*** Extracted entries ***

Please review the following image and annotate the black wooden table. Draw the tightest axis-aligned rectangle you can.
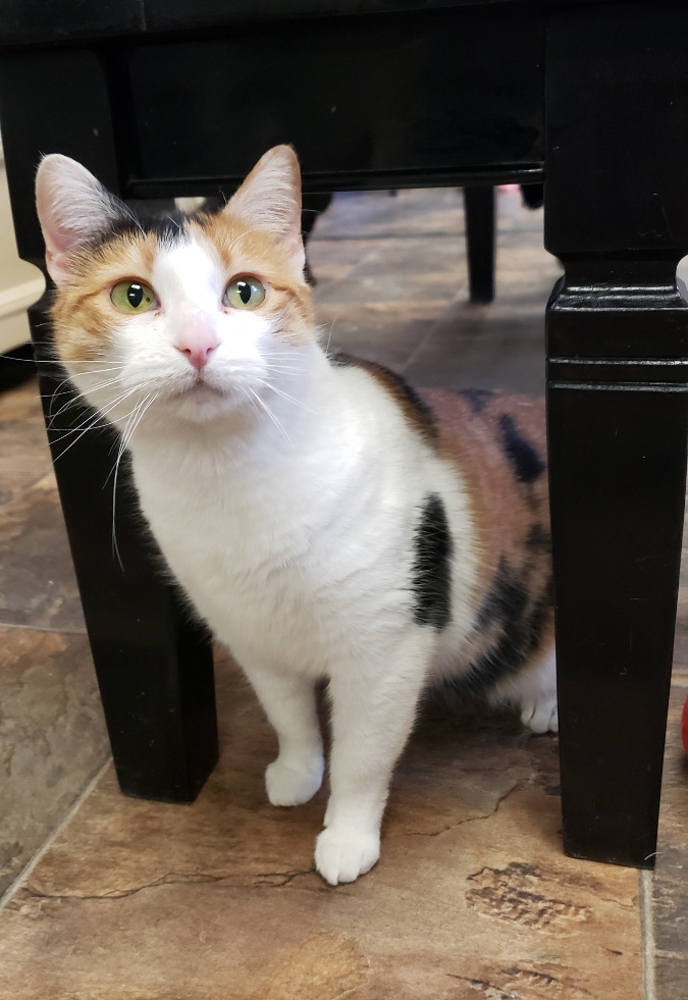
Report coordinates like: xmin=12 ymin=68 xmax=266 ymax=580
xmin=0 ymin=0 xmax=688 ymax=867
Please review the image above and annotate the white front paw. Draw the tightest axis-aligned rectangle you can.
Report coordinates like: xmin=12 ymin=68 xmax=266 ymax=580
xmin=265 ymin=756 xmax=324 ymax=806
xmin=315 ymin=826 xmax=380 ymax=885
xmin=521 ymin=694 xmax=559 ymax=733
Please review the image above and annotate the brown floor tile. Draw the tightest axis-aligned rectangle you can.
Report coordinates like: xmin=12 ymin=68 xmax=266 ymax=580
xmin=0 ymin=628 xmax=109 ymax=896
xmin=0 ymin=470 xmax=85 ymax=632
xmin=0 ymin=380 xmax=51 ymax=507
xmin=0 ymin=659 xmax=640 ymax=1000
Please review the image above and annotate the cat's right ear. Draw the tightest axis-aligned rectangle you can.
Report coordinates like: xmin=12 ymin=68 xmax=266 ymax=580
xmin=36 ymin=153 xmax=126 ymax=287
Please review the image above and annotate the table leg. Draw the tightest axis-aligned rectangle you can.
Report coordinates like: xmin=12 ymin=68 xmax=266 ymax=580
xmin=545 ymin=4 xmax=688 ymax=868
xmin=463 ymin=184 xmax=495 ymax=302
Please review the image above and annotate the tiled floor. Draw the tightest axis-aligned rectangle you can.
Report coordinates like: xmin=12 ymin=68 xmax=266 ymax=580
xmin=0 ymin=190 xmax=688 ymax=1000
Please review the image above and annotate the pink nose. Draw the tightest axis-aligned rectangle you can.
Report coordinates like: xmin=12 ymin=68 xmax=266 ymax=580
xmin=174 ymin=323 xmax=220 ymax=372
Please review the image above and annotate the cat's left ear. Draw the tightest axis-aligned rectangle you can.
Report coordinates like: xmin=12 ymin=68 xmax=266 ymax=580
xmin=223 ymin=146 xmax=306 ymax=277
xmin=36 ymin=153 xmax=128 ymax=287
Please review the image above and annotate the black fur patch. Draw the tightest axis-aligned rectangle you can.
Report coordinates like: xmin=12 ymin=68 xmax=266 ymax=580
xmin=499 ymin=413 xmax=545 ymax=483
xmin=448 ymin=558 xmax=553 ymax=693
xmin=526 ymin=524 xmax=552 ymax=552
xmin=411 ymin=493 xmax=453 ymax=631
xmin=456 ymin=389 xmax=494 ymax=413
xmin=330 ymin=351 xmax=437 ymax=440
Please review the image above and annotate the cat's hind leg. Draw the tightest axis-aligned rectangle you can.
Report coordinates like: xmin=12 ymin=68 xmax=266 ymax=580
xmin=489 ymin=644 xmax=559 ymax=733
xmin=242 ymin=662 xmax=324 ymax=806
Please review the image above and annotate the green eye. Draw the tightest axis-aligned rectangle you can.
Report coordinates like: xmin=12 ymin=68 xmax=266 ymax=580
xmin=224 ymin=274 xmax=265 ymax=309
xmin=110 ymin=280 xmax=157 ymax=313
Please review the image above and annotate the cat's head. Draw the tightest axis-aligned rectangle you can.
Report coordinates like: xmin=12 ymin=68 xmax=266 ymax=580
xmin=36 ymin=146 xmax=316 ymax=422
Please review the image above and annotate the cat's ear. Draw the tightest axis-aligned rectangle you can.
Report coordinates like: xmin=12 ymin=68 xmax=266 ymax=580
xmin=36 ymin=153 xmax=128 ymax=286
xmin=224 ymin=146 xmax=306 ymax=275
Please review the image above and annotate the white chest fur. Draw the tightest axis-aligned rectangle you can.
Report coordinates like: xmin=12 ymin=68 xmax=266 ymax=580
xmin=127 ymin=356 xmax=473 ymax=674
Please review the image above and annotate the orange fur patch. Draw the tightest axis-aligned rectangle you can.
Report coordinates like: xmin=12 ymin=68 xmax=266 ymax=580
xmin=189 ymin=211 xmax=315 ymax=347
xmin=419 ymin=389 xmax=554 ymax=667
xmin=51 ymin=231 xmax=159 ymax=361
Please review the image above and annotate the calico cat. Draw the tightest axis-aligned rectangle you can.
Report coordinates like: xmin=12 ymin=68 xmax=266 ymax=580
xmin=37 ymin=146 xmax=557 ymax=885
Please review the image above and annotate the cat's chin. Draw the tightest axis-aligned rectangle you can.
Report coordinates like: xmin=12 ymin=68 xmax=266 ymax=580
xmin=160 ymin=382 xmax=246 ymax=423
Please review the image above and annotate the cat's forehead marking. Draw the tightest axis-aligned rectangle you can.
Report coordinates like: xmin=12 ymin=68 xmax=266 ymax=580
xmin=153 ymin=235 xmax=224 ymax=300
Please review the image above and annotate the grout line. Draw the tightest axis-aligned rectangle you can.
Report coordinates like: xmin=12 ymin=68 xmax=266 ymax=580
xmin=0 ymin=621 xmax=88 ymax=635
xmin=0 ymin=757 xmax=112 ymax=913
xmin=638 ymin=869 xmax=657 ymax=1000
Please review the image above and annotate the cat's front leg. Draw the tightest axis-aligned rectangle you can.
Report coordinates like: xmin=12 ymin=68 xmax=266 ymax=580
xmin=242 ymin=659 xmax=324 ymax=806
xmin=315 ymin=628 xmax=433 ymax=885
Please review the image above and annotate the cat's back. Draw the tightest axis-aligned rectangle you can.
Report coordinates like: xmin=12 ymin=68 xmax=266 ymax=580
xmin=420 ymin=389 xmax=549 ymax=570
xmin=420 ymin=389 xmax=552 ymax=679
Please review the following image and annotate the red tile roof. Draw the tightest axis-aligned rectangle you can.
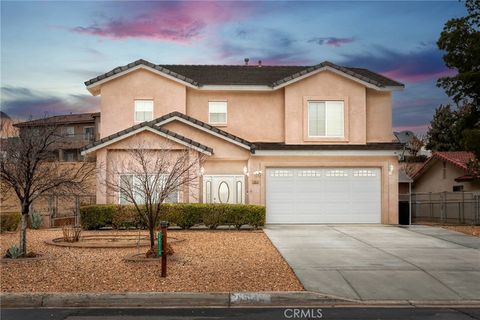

***

> Task directions
Turn every line of the data above into a numbered list, skipping any blank lines. Leave the pictures out.

> Exercise response
1. Please review the following image and annotate the black wooden table. Draw the tightest axis-aligned rectangle you can.
2. Report coordinates like: xmin=12 ymin=68 xmax=266 ymax=580
3. xmin=0 ymin=0 xmax=688 ymax=867
4. Please review the image above and annotate the white front paw. Draw the tightest axis-aligned rectangle you can.
5. Report coordinates like: xmin=12 ymin=68 xmax=266 ymax=580
6. xmin=265 ymin=756 xmax=324 ymax=806
7. xmin=315 ymin=826 xmax=380 ymax=885
8. xmin=521 ymin=694 xmax=559 ymax=733
9. Please review the image above and annotate the brown floor tile. Draw the tightest axis-aligned rectangle you can.
10. Report coordinates like: xmin=12 ymin=68 xmax=266 ymax=580
11. xmin=0 ymin=628 xmax=109 ymax=896
12. xmin=0 ymin=470 xmax=85 ymax=632
13. xmin=0 ymin=380 xmax=51 ymax=507
14. xmin=0 ymin=659 xmax=640 ymax=1000
15. Please review the image above and annotate the cat's right ear. Draw the tightest axis-aligned rectangle you can.
16. Report coordinates like: xmin=12 ymin=68 xmax=266 ymax=580
17. xmin=36 ymin=153 xmax=126 ymax=287
18. Please review the image above and annotate the table leg. Draw the tightest axis-aligned rectangle you can.
19. Report coordinates like: xmin=12 ymin=68 xmax=266 ymax=580
20. xmin=545 ymin=4 xmax=688 ymax=868
21. xmin=463 ymin=184 xmax=495 ymax=302
22. Please review the image above and annotate the tiled floor. Draw the tightest axis-aligned rectangle you can.
23. Report coordinates like: xmin=12 ymin=68 xmax=266 ymax=580
24. xmin=0 ymin=190 xmax=688 ymax=1000
25. Please review the image above and annotate the pink nose. Draw the tightest axis-aligned rectangle you can.
26. Report coordinates like: xmin=12 ymin=68 xmax=266 ymax=580
27. xmin=174 ymin=323 xmax=220 ymax=372
28. Please review the image above and annotate the cat's left ear. Draw the tightest axis-aligned rectangle you can.
29. Report coordinates like: xmin=12 ymin=68 xmax=266 ymax=580
30. xmin=223 ymin=146 xmax=306 ymax=277
31. xmin=36 ymin=153 xmax=128 ymax=287
32. Please review the image above and annotate the black fur patch. Draw the tightest axis-aligned rectangle you can.
33. Report coordinates like: xmin=12 ymin=68 xmax=266 ymax=580
34. xmin=499 ymin=413 xmax=545 ymax=483
35. xmin=448 ymin=558 xmax=553 ymax=693
36. xmin=526 ymin=524 xmax=552 ymax=552
37. xmin=411 ymin=493 xmax=453 ymax=631
38. xmin=456 ymin=389 xmax=494 ymax=413
39. xmin=330 ymin=351 xmax=437 ymax=440
40. Please review the image above and annotate the cat's hind leg. Draw the tightest axis-aligned rectangle you can.
41. Report coordinates like: xmin=12 ymin=68 xmax=266 ymax=580
42. xmin=489 ymin=644 xmax=559 ymax=733
43. xmin=242 ymin=662 xmax=324 ymax=806
44. Please review the image above and annotate the green eye. Draw the tightest axis-aligned rectangle you can.
45. Report coordinates like: xmin=12 ymin=68 xmax=266 ymax=580
46. xmin=224 ymin=274 xmax=265 ymax=309
47. xmin=110 ymin=280 xmax=157 ymax=313
48. Please review the image above and annotate the cat's head. Draw the tightest axis-aligned rectangle you can.
49. Report coordinates like: xmin=12 ymin=68 xmax=266 ymax=580
50. xmin=36 ymin=146 xmax=316 ymax=422
51. Please review the image above and annotate the cat's ear. Draw the tightest axis-aligned rectangle you can.
52. Report coordinates like: xmin=12 ymin=68 xmax=266 ymax=580
53. xmin=36 ymin=153 xmax=128 ymax=286
54. xmin=224 ymin=146 xmax=306 ymax=275
55. Please review the image above and annotate the white chest fur. Draw the tightest axis-aligned rectangle you can.
56. Report coordinates like: xmin=12 ymin=68 xmax=266 ymax=580
57. xmin=127 ymin=356 xmax=473 ymax=674
58. Please review the image above and annotate the orange fur patch. Draw the tightest axis-aligned rectangle you can.
59. Report coordinates like: xmin=12 ymin=68 xmax=266 ymax=580
60. xmin=189 ymin=211 xmax=315 ymax=347
61. xmin=419 ymin=389 xmax=554 ymax=667
62. xmin=51 ymin=231 xmax=159 ymax=361
63. Please review the image above and annotate the calico cat. Draw the tightest axis-aligned rectangle you can.
64. Report coordinates like: xmin=12 ymin=68 xmax=266 ymax=580
65. xmin=37 ymin=146 xmax=557 ymax=885
66. Please review the image above and annotate the cat's chin. Draw the tightest axis-aligned rectangle you can.
67. Report coordinates like: xmin=12 ymin=68 xmax=266 ymax=580
68. xmin=160 ymin=382 xmax=246 ymax=423
69. Please review the image above and annotate the cat's forehead marking. Draw the tightest axis-aligned rectangle you can.
70. Report coordinates like: xmin=12 ymin=68 xmax=266 ymax=580
71. xmin=153 ymin=235 xmax=224 ymax=300
72. Please review the image above and annotate the grout line. Draw the tightest axis-aligned rectangle you can.
73. Report coordinates like: xmin=12 ymin=68 xmax=266 ymax=580
74. xmin=0 ymin=621 xmax=88 ymax=635
75. xmin=0 ymin=757 xmax=112 ymax=913
76. xmin=638 ymin=869 xmax=657 ymax=1000
77. Please review the image above and annotate the cat's front leg. Draw the tightest axis-aligned rectangle you can.
78. Report coordinates like: xmin=12 ymin=68 xmax=266 ymax=580
79. xmin=242 ymin=659 xmax=324 ymax=806
80. xmin=315 ymin=628 xmax=433 ymax=885
81. Please review the image above and annotate the cat's back. Draw the tightest axis-aligned rectangle you can.
82. Report coordinates like: xmin=12 ymin=68 xmax=266 ymax=580
83. xmin=420 ymin=389 xmax=549 ymax=570
84. xmin=420 ymin=389 xmax=552 ymax=679
85. Please review the following image and annotate the red tile roof. Draw the tightest axis-aligned rectangle you can.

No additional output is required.